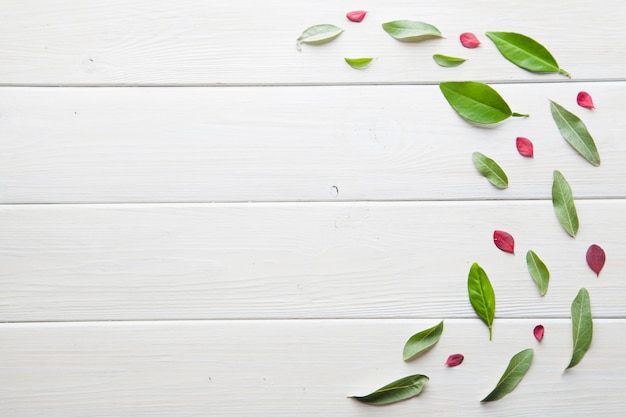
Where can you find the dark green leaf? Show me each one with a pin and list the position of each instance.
(476, 102)
(525, 52)
(575, 133)
(490, 170)
(481, 295)
(582, 326)
(422, 341)
(563, 203)
(512, 376)
(399, 390)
────────────────────────────────────────
> DIRECTION
Can you reproduce the whole listing above, request line included, with every coordinate pair in the answers offset by adding -95 to both of its numbers? Leave the pictures out.

> THE ANSWER
Where can you find the dark green leaf? Show me each one with a pin and list the position of each instance.
(381, 7)
(430, -43)
(480, 38)
(395, 75)
(386, 200)
(487, 231)
(327, 246)
(468, 108)
(417, 281)
(304, 295)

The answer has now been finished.